▶ GIVEN PROBLEM A:
In the lamb journal thread, what mixing ratio does BrahmerQueen plan to use for the pro hair spray?

▶ PASSAGE PROVIDED:

-*-

# 22-23 show lamb journal



## BrahmerQueen (Jul 3, 2022)

Hi I am going to make this thread like show sebright's where she updates on the growth of her lamb's leg wool while using the pro hair spray.  I am going to mix the pro hair to a mixture of vinegar and conditioner 1 part prohair 2 parts the mix I made. So I will post a pic of the legs once a week of the 2 ewes and wether that  I have.  I'm probably going to start tomorrow.

The lambs when I got them


----------



## Show Sebright (Jul 4, 2022)

Hi! I wonder if the vinegar will make a difference.


----------



## BrahmerQueen (Jul 4, 2022)

Yeh idk the guy the hauled the ewes here said they use vinegar in there's it seems like it's working good right now


----------



## Show Sebright (Jul 4, 2022)

BrahmerQueen said:


> Yeh idk the guy the hauled the ewes here said they use vinegar in there's it seems like it's working good right now


Nice. I put 2 part vinaigrette 3 part water for Dutch on his legs off her itch ms them. It tastes bad


----------



## BrahmerQueen (Jul 4, 2022)

Show Sebright said:


> Nice. I put 2 part vinaigrette 3 part water for Dutch on his legs off her itch ms them. It tastes bad


To keep him from picking them? That's smart


----------



## Show Sebright (Jul 4, 2022)

BrahmerQueen said:


> To keep him from picking them? That's smart


Yep. They do it for dogs.


----------



## BrahmerQueen (Jul 5, 2022)

Ok here is taco day #1 with the prohair spray mix.


----------



## BrahmerQueen (Jul 5, 2022)

I want to update on exercise/muscle progress to now lol so here is day #1 of exercise (trotting backwards) with pumpkinella (on the left) and Holly on the right.


----------



## BrahmerQueen (Jul 6, 2022)

I didn't get to do the ewe's legs today because of weather😠but here is taco day 1 of exercise. I also weighed the lambs today the numbers on the right is what they've gained since I weighed them a month ago.


----------



## BrahmerQueen (Jul 7, 2022)

-*-

▶ TASK INPUT:
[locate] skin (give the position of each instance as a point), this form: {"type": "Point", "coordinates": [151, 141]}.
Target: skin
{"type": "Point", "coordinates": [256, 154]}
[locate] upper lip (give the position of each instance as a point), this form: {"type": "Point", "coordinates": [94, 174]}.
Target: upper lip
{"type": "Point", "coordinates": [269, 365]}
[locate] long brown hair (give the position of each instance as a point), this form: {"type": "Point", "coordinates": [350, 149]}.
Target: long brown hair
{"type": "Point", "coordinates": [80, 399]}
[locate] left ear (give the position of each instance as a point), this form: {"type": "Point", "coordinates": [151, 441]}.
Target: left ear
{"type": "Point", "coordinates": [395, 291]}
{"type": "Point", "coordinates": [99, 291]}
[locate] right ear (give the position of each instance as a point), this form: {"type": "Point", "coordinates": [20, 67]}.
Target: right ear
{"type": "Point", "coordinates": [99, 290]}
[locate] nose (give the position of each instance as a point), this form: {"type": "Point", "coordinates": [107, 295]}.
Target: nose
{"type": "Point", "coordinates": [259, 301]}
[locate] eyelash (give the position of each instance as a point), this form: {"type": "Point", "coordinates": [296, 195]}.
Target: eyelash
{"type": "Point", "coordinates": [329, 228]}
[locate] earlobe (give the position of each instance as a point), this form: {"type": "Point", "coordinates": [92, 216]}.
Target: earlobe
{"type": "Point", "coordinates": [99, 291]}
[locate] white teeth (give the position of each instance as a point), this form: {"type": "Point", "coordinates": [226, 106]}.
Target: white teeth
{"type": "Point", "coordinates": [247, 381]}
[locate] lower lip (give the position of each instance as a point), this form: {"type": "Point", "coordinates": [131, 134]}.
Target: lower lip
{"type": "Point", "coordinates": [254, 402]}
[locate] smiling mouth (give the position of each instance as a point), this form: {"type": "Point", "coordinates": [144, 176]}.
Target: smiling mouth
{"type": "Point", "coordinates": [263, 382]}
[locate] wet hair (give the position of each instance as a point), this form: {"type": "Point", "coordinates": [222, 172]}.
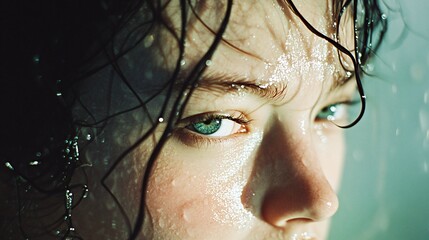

-*-

▶ GIVEN PROBLEM B:
How many lines of the rows above contain the string "brown"? Case counts. Give only the number.

▶ WRITTEN ANSWER A:
One part prohair to two parts of her own mix of vinegar and conditioner.

▶ WRITTEN ANSWER B:
2